Taking the line that contains "Exercise. Identify the red brick" as the first and the final line of the records as the last, write out every line between them exactly, ends included, and nothing else.

======== Data extracts

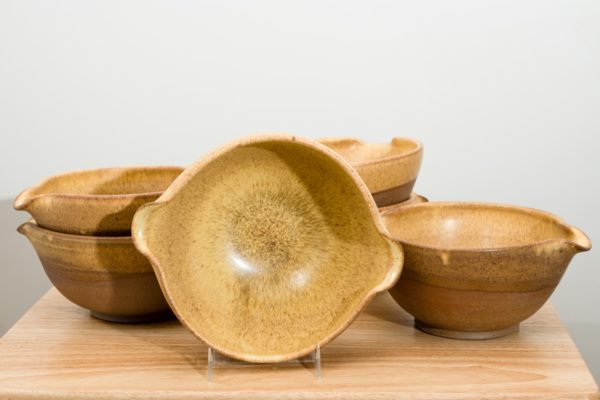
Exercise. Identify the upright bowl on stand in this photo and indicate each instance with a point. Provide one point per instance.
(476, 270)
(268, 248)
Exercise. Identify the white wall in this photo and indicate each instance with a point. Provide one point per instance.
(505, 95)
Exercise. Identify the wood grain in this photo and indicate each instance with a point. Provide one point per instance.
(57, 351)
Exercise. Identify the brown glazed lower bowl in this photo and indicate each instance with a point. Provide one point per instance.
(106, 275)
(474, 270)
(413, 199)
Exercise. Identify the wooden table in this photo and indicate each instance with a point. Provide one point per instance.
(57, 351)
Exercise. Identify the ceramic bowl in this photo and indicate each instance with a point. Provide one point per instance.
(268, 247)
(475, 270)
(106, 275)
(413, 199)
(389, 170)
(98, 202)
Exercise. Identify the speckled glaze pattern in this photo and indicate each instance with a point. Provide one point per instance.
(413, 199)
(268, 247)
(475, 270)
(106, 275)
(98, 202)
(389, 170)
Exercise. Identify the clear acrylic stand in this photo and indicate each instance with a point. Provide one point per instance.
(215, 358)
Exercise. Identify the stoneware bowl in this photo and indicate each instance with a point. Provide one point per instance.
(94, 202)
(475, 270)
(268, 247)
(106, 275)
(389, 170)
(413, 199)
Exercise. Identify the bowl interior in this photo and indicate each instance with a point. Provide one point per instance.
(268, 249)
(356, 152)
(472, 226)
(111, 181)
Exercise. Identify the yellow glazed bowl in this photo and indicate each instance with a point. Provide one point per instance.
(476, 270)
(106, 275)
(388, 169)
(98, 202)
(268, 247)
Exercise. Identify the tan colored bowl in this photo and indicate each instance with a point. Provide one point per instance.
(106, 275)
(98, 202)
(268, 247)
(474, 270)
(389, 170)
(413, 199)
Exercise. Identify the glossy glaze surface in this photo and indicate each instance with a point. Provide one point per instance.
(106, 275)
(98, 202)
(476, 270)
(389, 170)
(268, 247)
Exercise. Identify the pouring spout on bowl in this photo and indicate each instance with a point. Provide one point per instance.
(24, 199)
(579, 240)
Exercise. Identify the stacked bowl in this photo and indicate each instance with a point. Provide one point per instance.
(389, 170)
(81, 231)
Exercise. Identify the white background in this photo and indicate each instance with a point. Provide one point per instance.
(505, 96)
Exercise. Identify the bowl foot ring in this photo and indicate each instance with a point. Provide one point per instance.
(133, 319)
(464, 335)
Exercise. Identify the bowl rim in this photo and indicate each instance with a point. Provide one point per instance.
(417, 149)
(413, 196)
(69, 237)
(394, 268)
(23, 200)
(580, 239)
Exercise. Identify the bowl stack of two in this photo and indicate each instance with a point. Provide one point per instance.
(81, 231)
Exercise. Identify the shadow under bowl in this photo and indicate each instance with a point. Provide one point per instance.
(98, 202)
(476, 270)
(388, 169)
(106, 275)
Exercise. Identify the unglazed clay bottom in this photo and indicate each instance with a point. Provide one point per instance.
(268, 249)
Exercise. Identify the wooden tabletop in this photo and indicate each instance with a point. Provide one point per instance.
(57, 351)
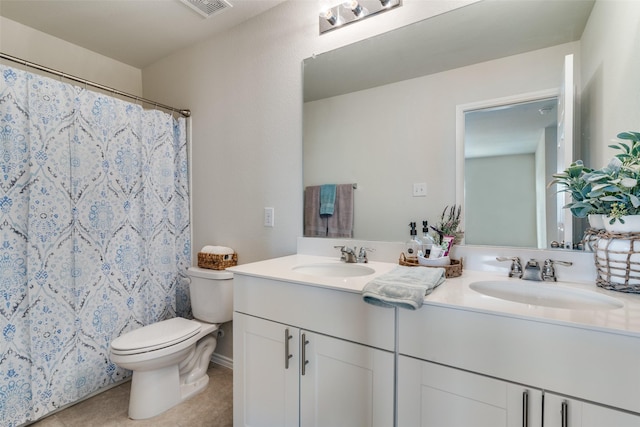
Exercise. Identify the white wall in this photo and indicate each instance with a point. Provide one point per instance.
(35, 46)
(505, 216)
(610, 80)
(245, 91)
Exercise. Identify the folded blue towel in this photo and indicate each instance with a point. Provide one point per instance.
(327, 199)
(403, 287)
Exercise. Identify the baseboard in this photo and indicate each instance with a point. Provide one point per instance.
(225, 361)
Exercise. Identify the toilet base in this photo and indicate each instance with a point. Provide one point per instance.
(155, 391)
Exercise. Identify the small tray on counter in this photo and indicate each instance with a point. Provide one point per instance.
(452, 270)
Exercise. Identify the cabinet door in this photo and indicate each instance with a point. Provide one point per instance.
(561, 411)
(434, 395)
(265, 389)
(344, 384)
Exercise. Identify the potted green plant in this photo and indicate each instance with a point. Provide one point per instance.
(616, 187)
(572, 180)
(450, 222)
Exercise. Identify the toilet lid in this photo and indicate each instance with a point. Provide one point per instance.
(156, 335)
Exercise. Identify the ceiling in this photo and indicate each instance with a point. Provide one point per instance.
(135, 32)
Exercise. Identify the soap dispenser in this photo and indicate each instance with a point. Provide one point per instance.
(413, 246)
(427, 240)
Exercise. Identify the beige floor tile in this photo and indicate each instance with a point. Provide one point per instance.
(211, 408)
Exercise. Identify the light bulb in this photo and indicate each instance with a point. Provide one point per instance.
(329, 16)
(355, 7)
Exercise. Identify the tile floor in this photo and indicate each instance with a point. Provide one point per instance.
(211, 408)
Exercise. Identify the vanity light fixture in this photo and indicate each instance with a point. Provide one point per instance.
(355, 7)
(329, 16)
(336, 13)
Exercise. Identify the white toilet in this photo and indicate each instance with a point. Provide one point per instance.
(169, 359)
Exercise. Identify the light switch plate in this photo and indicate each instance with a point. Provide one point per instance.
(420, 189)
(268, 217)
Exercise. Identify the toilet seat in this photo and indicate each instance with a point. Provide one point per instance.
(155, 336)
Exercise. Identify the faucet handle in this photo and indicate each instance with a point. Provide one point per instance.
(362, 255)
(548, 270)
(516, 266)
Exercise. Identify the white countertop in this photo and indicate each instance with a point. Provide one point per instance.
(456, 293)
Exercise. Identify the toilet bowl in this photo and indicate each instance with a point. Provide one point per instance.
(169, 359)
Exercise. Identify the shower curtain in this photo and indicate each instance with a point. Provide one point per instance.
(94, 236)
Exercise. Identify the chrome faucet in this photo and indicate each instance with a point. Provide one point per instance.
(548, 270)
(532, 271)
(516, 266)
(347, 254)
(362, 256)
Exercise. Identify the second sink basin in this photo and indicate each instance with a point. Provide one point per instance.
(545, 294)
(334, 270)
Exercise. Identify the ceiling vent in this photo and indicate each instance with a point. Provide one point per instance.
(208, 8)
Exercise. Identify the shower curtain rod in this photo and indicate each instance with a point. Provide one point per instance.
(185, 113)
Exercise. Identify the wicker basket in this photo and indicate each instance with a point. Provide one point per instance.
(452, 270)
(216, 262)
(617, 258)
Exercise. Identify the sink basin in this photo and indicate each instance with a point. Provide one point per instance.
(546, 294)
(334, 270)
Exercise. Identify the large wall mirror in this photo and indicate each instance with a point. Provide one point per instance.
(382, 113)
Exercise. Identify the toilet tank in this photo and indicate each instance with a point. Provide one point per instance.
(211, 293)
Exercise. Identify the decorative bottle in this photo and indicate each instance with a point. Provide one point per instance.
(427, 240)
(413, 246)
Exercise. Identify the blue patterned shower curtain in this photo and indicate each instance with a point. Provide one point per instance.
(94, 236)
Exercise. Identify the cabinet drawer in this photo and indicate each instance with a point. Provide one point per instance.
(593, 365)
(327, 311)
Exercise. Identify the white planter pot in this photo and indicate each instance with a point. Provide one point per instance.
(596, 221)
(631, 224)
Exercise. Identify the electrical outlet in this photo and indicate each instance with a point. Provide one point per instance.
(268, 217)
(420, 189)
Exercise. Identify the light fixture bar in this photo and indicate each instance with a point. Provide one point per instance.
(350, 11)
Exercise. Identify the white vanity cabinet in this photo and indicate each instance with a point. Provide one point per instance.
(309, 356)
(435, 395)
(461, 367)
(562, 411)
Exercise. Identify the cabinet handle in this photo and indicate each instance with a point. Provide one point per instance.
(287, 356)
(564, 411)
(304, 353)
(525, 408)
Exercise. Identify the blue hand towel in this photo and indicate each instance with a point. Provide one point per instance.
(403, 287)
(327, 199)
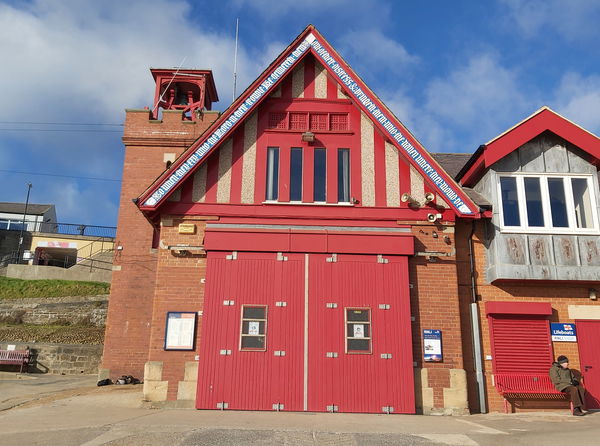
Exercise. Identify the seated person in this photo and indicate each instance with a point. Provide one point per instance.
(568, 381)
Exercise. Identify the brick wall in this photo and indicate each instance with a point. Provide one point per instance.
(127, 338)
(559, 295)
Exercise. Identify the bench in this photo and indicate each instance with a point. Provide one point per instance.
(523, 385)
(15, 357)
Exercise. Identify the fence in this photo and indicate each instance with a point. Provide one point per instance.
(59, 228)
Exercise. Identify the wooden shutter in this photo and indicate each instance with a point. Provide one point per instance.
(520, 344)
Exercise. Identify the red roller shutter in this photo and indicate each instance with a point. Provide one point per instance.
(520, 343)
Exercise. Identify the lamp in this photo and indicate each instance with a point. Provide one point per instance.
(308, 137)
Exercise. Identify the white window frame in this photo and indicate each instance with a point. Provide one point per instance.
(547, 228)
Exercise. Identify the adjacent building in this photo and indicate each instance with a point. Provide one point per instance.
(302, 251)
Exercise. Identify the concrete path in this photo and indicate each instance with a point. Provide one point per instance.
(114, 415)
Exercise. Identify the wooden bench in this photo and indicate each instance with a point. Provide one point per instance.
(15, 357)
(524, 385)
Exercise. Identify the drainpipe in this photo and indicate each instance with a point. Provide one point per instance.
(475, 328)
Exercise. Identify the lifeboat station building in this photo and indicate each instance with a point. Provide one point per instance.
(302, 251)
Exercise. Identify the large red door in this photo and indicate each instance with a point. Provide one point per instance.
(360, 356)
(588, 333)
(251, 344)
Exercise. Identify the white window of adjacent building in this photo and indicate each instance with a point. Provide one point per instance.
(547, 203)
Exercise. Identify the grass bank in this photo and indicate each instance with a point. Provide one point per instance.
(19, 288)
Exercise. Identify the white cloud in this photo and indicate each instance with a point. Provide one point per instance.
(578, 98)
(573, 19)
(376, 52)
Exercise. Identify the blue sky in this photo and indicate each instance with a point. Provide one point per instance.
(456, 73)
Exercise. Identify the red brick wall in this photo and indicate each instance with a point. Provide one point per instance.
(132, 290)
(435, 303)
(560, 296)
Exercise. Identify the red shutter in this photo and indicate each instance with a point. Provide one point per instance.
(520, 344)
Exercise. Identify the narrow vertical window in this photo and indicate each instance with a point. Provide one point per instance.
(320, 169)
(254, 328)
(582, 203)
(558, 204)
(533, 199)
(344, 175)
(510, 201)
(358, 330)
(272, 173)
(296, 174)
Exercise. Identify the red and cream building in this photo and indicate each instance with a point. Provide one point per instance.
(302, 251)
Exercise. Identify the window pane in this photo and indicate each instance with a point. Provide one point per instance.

================

**Written reply**
Exercise. Identify the red brick wall in this photo and indicate each instance with a point. Provide one point per instance.
(132, 290)
(435, 303)
(560, 296)
Exercise. Identify the red shutter in this photo and indicate each instance with a point. Provide one point per instance.
(520, 344)
Exercise. Identify the narrow vertical window in this photo and indicate each instance with a point. Provide one point per instance.
(320, 169)
(254, 328)
(582, 203)
(558, 204)
(533, 199)
(344, 175)
(510, 201)
(358, 330)
(272, 173)
(296, 174)
Exercise. Identify the red and cream building in this photo and indicate each instance with a point. Provide one point per instance.
(302, 251)
Exercise. Identify the window pane in this photo and indicate each instance with a point. Provide one point per instance.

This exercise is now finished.